Pull out every line of the records below that contains the string "water". Letter case matters.

• **Excerpts from a pointing dataset**
※ ※ ※
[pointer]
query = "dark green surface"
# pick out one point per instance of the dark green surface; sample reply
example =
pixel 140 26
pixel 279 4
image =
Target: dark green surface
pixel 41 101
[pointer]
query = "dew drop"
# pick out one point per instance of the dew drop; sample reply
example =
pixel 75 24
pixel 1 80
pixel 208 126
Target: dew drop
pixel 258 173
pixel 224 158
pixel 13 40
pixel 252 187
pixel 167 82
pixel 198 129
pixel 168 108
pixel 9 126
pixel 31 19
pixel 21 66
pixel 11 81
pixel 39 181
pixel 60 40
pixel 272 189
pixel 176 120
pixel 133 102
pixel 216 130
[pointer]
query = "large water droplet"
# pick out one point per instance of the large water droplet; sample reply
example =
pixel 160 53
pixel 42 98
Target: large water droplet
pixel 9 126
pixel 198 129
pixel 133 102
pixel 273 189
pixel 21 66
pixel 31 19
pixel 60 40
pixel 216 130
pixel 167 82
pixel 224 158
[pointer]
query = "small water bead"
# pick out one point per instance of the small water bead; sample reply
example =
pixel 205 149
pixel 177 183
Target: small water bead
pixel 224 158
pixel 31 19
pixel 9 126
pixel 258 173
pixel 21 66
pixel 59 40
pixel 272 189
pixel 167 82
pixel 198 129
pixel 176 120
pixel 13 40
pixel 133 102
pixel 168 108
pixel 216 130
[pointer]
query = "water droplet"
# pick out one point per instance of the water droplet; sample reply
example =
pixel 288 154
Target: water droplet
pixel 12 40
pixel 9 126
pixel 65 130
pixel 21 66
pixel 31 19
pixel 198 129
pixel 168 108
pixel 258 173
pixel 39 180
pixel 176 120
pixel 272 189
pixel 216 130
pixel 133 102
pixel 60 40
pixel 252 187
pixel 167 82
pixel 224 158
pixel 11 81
※ ※ ※
• **ANSWER TO THIS PROBLEM**
query = "large water droplet"
# pick out one point per instance of the large water droplet; sample reply
Target: large water droplet
query = "small water bead"
# pick out one point per instance of the small water bead; sample reply
Target: small water bead
query = "water droplet"
# pick out one point per instance of the water droplet; sample reply
Target: water droplet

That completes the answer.